Materials provided: Begin

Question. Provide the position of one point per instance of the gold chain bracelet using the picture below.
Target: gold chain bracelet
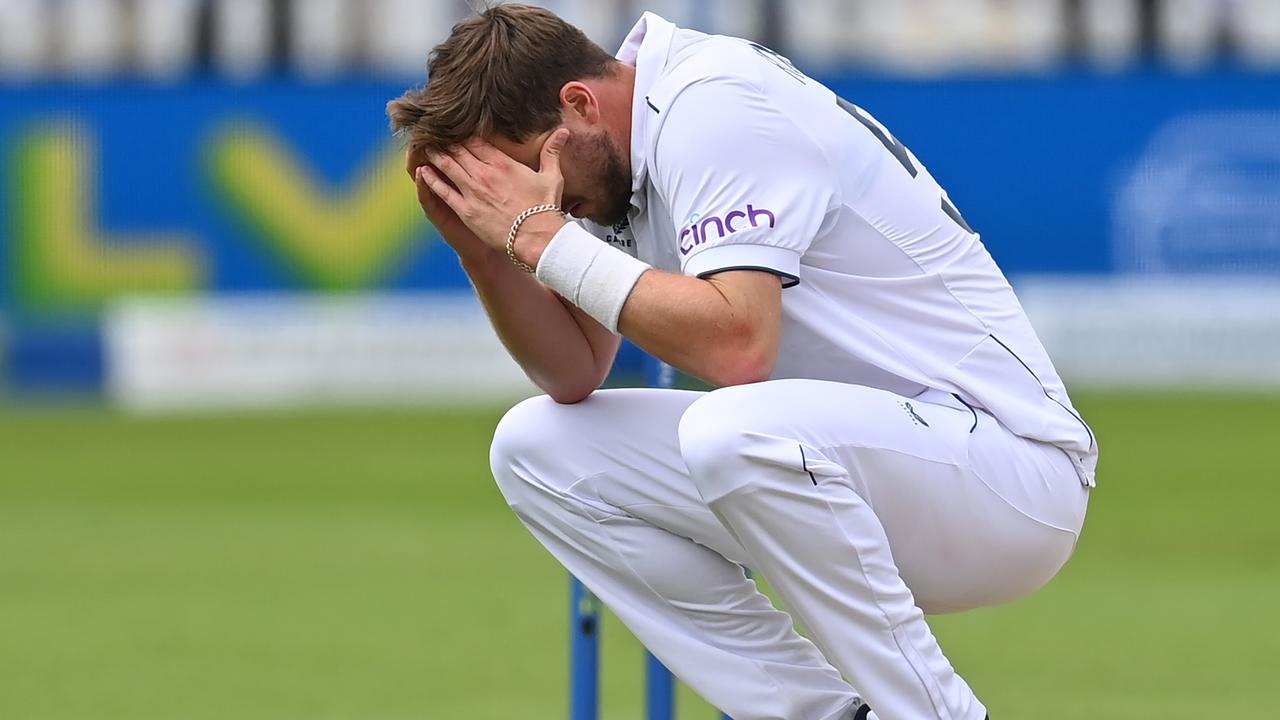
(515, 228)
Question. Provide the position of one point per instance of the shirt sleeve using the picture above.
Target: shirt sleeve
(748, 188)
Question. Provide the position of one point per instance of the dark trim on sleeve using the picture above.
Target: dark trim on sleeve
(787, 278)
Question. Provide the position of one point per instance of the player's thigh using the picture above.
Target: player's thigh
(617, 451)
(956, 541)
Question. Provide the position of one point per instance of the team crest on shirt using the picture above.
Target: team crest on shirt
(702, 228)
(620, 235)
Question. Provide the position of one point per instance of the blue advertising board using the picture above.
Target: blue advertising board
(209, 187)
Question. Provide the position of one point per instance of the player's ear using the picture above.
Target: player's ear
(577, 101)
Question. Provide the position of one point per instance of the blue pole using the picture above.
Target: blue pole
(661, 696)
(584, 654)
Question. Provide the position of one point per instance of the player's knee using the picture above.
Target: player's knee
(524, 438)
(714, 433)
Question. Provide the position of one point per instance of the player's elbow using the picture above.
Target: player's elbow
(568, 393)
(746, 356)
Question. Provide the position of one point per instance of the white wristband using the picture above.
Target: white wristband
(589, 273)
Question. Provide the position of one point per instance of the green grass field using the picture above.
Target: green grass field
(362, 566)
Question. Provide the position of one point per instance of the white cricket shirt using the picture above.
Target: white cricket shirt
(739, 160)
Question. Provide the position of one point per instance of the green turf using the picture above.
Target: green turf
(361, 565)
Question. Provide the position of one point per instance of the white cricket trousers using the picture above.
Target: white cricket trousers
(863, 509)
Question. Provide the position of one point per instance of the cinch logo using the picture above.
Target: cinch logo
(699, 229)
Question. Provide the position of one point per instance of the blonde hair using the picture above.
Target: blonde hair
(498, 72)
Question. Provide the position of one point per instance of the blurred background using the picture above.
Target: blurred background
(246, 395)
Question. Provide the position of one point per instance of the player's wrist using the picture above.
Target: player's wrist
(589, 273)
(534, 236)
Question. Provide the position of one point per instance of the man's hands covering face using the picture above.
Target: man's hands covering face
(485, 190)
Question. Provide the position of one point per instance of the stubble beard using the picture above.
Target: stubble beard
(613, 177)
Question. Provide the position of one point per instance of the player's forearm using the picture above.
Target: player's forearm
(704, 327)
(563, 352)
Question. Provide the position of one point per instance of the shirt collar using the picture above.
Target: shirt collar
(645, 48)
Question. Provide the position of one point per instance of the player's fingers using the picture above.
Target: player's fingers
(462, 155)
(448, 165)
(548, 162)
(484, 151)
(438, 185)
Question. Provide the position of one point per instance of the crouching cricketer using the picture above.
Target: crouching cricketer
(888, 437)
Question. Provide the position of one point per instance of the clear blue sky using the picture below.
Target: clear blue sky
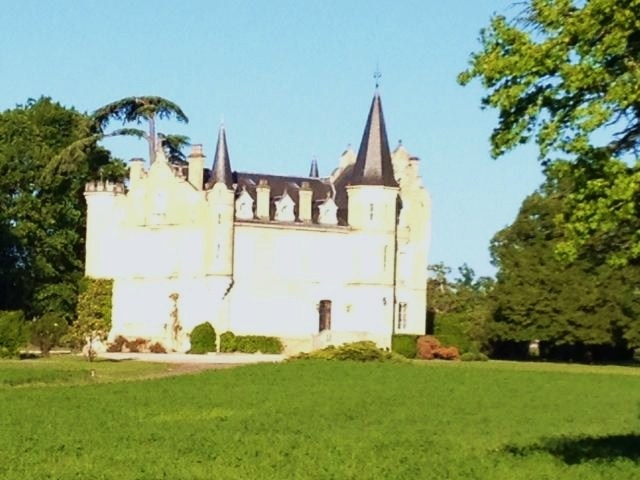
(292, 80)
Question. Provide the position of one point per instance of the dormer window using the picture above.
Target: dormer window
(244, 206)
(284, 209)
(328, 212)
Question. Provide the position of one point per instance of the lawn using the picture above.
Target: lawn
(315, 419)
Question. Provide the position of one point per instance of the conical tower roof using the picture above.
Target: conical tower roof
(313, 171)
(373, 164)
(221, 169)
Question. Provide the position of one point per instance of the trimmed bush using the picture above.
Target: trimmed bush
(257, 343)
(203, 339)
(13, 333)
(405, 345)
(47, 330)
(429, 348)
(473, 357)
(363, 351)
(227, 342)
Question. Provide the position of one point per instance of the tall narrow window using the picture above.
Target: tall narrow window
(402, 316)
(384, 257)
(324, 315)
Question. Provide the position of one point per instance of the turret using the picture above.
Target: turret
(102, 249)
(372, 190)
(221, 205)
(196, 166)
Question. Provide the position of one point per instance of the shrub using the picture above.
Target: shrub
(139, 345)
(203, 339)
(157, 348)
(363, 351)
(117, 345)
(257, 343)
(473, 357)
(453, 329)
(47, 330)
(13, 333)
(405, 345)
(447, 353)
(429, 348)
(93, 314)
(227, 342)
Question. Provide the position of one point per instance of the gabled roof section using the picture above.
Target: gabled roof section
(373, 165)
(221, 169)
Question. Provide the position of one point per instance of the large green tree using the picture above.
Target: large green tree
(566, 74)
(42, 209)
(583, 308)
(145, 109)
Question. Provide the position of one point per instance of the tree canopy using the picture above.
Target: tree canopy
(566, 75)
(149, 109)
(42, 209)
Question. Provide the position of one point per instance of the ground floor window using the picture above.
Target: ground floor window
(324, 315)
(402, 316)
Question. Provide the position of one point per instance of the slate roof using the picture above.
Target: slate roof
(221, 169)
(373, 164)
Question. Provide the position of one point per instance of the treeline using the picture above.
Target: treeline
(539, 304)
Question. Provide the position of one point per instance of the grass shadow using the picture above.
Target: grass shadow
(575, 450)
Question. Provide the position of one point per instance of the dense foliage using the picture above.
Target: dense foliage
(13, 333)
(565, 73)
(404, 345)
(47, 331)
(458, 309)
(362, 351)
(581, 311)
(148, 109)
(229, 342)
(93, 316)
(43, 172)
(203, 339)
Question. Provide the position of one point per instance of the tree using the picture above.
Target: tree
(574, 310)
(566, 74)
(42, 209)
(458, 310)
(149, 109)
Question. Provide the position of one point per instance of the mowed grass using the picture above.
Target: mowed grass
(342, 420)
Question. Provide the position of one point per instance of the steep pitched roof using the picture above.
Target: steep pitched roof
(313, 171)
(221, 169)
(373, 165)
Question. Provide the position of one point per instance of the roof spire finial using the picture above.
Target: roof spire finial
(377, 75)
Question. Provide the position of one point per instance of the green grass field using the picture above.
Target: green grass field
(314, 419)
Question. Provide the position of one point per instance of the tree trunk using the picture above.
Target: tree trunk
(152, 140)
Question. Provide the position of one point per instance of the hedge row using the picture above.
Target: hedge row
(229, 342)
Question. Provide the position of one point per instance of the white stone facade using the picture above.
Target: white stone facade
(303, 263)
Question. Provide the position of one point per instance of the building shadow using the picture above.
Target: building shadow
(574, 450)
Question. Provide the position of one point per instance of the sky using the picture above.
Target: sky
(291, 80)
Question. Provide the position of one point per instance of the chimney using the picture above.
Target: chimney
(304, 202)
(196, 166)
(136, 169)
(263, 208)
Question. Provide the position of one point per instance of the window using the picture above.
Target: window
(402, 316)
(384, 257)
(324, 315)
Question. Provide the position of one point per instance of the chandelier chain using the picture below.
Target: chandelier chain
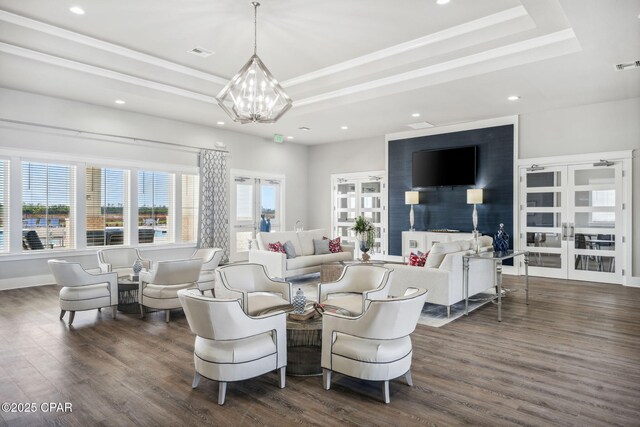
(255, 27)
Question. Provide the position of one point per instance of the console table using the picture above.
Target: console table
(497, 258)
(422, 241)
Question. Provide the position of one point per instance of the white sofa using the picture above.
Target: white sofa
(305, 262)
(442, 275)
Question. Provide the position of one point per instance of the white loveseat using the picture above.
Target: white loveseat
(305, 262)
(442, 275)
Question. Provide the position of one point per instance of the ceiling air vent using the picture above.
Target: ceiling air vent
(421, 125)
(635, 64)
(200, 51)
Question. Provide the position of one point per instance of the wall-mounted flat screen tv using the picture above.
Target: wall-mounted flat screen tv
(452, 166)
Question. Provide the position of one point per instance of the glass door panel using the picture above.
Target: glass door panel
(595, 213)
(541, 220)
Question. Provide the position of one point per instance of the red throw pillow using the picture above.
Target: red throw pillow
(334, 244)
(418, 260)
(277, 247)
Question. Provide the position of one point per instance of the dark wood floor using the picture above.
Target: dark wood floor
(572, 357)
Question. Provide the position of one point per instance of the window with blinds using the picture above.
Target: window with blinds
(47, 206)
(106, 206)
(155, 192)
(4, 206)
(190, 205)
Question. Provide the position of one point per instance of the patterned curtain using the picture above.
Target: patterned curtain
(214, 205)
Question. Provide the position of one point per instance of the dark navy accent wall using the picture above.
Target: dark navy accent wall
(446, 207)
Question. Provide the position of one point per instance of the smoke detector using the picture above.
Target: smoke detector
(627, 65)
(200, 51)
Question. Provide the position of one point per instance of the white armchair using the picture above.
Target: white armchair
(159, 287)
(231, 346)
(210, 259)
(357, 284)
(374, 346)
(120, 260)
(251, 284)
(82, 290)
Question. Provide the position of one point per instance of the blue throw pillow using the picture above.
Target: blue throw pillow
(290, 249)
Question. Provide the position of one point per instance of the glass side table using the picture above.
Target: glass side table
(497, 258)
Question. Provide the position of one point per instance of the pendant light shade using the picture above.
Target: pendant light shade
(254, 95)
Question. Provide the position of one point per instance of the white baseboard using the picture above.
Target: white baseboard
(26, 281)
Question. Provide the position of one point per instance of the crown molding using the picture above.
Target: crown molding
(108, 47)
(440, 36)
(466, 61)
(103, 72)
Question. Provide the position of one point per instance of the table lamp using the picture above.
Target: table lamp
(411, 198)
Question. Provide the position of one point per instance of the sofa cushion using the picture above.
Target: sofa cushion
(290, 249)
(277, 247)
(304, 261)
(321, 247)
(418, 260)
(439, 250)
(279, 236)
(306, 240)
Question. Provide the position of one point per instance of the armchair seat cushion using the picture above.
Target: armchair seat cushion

Materials provided: End

▶ Work request
Using the data above, repeat exactly the lines that begin at the line with "wrist using the picture above." and end at the line with "cricketer using the picture above.", both ends included.

▶ Solution
Question. Provide the position of one point per instance of the player's wrist using the picture above.
Target: player's wrist
(589, 273)
(534, 236)
Question. Provide the position of one point per instance of the man's hands covering face using the picture above.
Target: man's hands covering face
(485, 190)
Question. Provide the position of one point per instance of the stubble beard using the picture above.
Target: stubble beard
(613, 177)
Question. Provide the position of one point per instance of the player's forearm using the picture above.
Target: player's forearm
(704, 327)
(563, 352)
Question. Provide the position of one point per instance of the shirt collar using the picture above.
Target: shirt collar
(645, 48)
Question. Provide the position of one point per instance of the player's fingers using the picture above.
Target: player's fingers
(462, 155)
(448, 165)
(548, 162)
(484, 151)
(438, 185)
Question. Provide the position of one point per instance of the crouching cricketer using the picture above.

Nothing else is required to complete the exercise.